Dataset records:
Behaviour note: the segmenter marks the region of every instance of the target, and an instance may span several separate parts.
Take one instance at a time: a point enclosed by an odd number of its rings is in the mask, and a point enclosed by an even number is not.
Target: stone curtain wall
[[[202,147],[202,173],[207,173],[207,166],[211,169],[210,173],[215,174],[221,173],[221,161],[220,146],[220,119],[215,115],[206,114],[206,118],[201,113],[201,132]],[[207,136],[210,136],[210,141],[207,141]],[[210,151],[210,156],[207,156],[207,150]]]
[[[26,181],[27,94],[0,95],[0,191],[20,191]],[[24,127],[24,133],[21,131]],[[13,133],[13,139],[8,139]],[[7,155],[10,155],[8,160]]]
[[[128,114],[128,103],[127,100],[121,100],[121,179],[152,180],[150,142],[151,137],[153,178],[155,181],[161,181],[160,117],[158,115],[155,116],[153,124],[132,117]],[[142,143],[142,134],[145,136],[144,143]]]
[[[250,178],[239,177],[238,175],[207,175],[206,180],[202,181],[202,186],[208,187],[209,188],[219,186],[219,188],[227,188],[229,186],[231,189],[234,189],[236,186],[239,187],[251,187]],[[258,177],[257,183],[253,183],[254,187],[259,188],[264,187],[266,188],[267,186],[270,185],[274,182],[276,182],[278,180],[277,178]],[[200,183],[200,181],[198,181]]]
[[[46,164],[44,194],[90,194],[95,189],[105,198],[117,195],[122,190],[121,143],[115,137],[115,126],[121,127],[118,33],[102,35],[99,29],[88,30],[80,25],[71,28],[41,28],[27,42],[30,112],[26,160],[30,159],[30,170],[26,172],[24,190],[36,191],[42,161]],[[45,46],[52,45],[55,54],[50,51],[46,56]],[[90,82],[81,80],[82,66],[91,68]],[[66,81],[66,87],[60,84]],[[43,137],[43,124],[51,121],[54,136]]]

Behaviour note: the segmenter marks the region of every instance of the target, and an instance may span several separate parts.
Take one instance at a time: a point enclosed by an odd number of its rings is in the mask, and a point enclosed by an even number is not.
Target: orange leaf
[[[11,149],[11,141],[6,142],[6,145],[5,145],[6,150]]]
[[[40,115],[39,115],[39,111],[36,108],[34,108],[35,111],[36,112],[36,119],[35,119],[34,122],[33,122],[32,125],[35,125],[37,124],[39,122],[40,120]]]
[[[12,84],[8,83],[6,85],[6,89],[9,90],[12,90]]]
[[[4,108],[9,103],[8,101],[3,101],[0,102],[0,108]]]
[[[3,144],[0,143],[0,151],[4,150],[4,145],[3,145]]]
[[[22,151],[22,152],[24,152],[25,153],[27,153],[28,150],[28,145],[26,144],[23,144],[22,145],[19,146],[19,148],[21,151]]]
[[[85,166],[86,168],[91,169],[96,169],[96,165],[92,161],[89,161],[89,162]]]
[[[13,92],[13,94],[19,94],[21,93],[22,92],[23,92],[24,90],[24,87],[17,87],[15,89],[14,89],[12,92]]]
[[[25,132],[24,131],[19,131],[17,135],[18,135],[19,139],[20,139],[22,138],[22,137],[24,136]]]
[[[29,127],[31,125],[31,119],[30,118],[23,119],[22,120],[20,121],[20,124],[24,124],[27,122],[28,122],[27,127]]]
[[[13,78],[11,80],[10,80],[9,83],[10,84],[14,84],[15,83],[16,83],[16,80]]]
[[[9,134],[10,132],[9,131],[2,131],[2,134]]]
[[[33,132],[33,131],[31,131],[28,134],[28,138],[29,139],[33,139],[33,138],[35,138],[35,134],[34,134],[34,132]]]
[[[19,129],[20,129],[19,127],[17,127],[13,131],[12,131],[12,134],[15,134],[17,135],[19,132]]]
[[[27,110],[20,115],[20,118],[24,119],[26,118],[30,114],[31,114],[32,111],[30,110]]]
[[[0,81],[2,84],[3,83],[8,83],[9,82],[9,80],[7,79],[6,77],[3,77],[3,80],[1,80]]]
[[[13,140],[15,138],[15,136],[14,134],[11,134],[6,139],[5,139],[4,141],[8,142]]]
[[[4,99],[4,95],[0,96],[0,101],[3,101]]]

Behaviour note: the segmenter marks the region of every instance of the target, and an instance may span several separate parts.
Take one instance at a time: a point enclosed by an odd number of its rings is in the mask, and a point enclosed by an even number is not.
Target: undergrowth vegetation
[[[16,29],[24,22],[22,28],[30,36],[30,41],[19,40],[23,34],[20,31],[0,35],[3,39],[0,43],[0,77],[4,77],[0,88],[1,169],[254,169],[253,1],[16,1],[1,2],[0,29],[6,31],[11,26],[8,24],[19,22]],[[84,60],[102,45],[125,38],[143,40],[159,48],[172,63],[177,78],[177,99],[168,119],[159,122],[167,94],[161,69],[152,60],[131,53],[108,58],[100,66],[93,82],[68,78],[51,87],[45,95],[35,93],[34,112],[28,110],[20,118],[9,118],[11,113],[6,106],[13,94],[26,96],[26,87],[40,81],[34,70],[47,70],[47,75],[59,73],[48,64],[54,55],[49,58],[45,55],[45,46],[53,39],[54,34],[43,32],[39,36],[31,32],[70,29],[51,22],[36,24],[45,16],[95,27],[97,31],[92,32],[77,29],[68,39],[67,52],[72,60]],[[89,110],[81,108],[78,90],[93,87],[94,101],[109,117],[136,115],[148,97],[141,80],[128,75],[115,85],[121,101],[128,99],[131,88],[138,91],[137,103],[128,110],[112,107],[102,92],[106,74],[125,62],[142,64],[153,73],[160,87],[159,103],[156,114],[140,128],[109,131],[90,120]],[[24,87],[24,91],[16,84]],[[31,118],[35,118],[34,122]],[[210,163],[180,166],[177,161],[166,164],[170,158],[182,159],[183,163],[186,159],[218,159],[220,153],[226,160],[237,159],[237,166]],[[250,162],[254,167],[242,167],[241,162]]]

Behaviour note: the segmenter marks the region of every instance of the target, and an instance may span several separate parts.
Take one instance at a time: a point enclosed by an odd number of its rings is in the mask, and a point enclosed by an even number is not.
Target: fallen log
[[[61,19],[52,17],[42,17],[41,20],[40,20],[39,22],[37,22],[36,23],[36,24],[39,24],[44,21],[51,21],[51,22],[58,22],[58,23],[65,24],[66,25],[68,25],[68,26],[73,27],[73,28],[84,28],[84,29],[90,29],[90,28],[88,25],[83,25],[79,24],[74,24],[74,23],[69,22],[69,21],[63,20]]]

- _Exercise objective_:
Return every line of the records above verbatim, with no changes of any kind.

- _Written solution_:
Behaviour note: the segmenter marks the region of every instance of the target, and an instance may span several separate parts.
Take one instance at a time: a point enclosed by an odd number of its rings is in the mask, and a point enclosed by an even number is not.
Target: stone curtain wall
[[[202,147],[202,173],[207,173],[207,166],[211,169],[210,173],[215,174],[221,173],[221,161],[220,146],[220,119],[215,115],[206,114],[206,118],[201,113],[201,132]],[[207,136],[210,136],[210,141],[207,141]],[[210,151],[210,156],[207,156],[207,150]]]
[[[26,181],[27,94],[0,95],[0,191],[20,191]],[[24,127],[24,133],[21,131]],[[13,133],[13,139],[8,139]],[[7,155],[10,155],[8,160]]]
[[[128,114],[128,103],[127,100],[121,100],[121,179],[152,180],[150,142],[151,137],[153,178],[155,181],[161,181],[160,117],[158,115],[155,116],[153,124],[132,117]],[[142,143],[142,134],[145,136],[144,143]]]
[[[250,178],[239,177],[238,175],[207,175],[206,180],[202,181],[202,186],[208,187],[209,188],[219,186],[219,188],[227,188],[229,186],[231,189],[234,189],[236,186],[239,187],[251,187]],[[258,177],[257,183],[253,183],[254,187],[259,188],[264,187],[266,188],[267,186],[270,185],[274,182],[276,182],[278,180],[277,178]],[[200,183],[200,181],[198,181]]]
[[[46,164],[44,194],[90,194],[95,189],[105,198],[117,195],[122,190],[121,143],[115,137],[115,126],[121,127],[118,33],[102,35],[99,29],[88,30],[80,25],[71,28],[41,28],[27,42],[30,112],[26,160],[30,159],[30,170],[26,172],[24,190],[36,191],[42,161]],[[45,46],[52,45],[55,54],[50,51],[46,56]],[[90,82],[81,80],[82,66],[91,68]],[[66,81],[66,87],[60,84]],[[43,137],[43,124],[51,121],[54,136]]]

Behaviour note: the segmenter marks the region of every instance of the target, and an instance may span several separate parts.
Take one instance at a time: a point enclosed by an odd number of its rings is in the mask, and a point enclosed by an even number is not.
Target: orange leaf
[[[11,149],[11,141],[6,142],[6,145],[5,145],[6,150]]]
[[[40,115],[39,115],[39,111],[36,108],[34,108],[35,111],[36,112],[36,119],[35,119],[34,122],[33,122],[32,125],[35,125],[37,124],[39,122],[40,120]]]
[[[12,84],[8,83],[6,85],[6,89],[9,90],[12,90]]]
[[[4,108],[9,103],[8,101],[3,101],[0,102],[0,108]]]
[[[3,144],[0,143],[0,151],[4,150],[4,145],[3,145]]]
[[[22,151],[22,152],[24,152],[25,153],[27,153],[28,150],[28,145],[26,144],[23,144],[22,145],[19,146],[19,148],[21,151]]]
[[[85,166],[86,168],[91,169],[96,169],[96,165],[92,161],[89,161],[89,162]]]
[[[13,92],[13,94],[19,94],[21,93],[22,92],[23,92],[24,90],[24,87],[17,87],[15,89],[14,89],[12,92]]]
[[[25,132],[24,131],[19,131],[17,135],[18,135],[19,139],[20,139],[22,138],[22,137],[24,136]]]
[[[29,127],[31,125],[31,119],[30,118],[23,119],[22,120],[20,121],[20,124],[24,124],[27,122],[28,122],[27,127]]]
[[[13,78],[11,80],[10,80],[9,83],[10,84],[14,84],[15,83],[16,83],[16,80]]]
[[[9,134],[10,132],[9,131],[2,131],[2,134]]]
[[[33,132],[33,131],[31,131],[28,134],[28,138],[29,139],[33,139],[33,138],[35,138],[35,134],[34,134],[34,132]]]
[[[19,129],[20,129],[19,127],[17,127],[13,131],[12,131],[12,134],[15,134],[17,135],[19,132]]]
[[[27,110],[20,115],[20,118],[24,119],[26,118],[30,114],[31,114],[32,111],[30,110]]]
[[[0,81],[2,84],[3,83],[8,83],[9,82],[9,80],[7,79],[6,77],[3,77],[3,80],[1,80]]]
[[[13,140],[15,138],[15,136],[14,134],[11,134],[6,139],[5,139],[4,141],[8,142]]]
[[[4,99],[4,95],[0,96],[0,101],[3,101]]]

Behaviour note: the segmenter marks the region of every instance of the target, and an instance may span several separate parts.
Take one instance at a time: a point enclosed by an odd number of its rings is in the mask, and a point enclosed by an even number is not.
Target: undergrowth vegetation
[[[16,29],[24,22],[22,28],[30,36],[30,41],[19,40],[23,34],[20,31],[0,35],[3,39],[0,43],[0,77],[4,77],[0,88],[1,169],[254,169],[253,1],[16,1],[1,2],[0,29],[6,31],[11,26],[8,24],[19,22]],[[84,60],[102,45],[125,38],[143,40],[159,48],[172,63],[177,78],[177,99],[168,119],[159,122],[167,94],[161,69],[152,60],[131,53],[108,58],[100,66],[93,82],[68,78],[51,87],[45,95],[35,93],[34,112],[28,110],[20,118],[9,118],[11,113],[6,106],[13,94],[26,96],[26,87],[40,81],[34,70],[47,70],[47,75],[59,73],[48,64],[54,55],[49,58],[45,55],[45,46],[53,39],[54,34],[43,32],[39,36],[31,32],[70,29],[51,22],[36,24],[45,16],[95,27],[97,31],[92,32],[77,29],[68,39],[67,52],[72,60]],[[89,110],[81,108],[78,90],[93,87],[94,101],[109,117],[136,115],[148,97],[141,80],[128,75],[115,85],[121,101],[128,99],[131,88],[138,91],[137,103],[128,110],[112,107],[102,92],[106,74],[125,62],[142,64],[153,73],[160,87],[159,103],[156,114],[140,128],[109,131],[90,120]],[[24,87],[24,91],[16,84]],[[31,118],[35,118],[34,122]],[[210,163],[180,166],[177,161],[166,164],[170,158],[182,159],[183,163],[186,159],[218,159],[220,153],[226,160],[237,159],[237,166]],[[250,162],[254,167],[242,167],[241,162]]]

Behaviour note: the segmenter marks the region of every instance of the target, and an instance may span several separate parts.
Take one instance at a time: a point enclosed by an odd number of its rings is in the mask, and a point enclosed by an even number is not.
Target: fallen log
[[[61,19],[52,17],[42,17],[41,20],[40,20],[39,22],[37,22],[36,23],[36,24],[39,24],[44,21],[51,21],[51,22],[58,22],[58,23],[65,24],[66,25],[68,25],[68,26],[73,27],[73,28],[84,28],[84,29],[90,29],[90,28],[88,25],[83,25],[79,24],[74,24],[74,23],[69,22],[69,21],[63,20]]]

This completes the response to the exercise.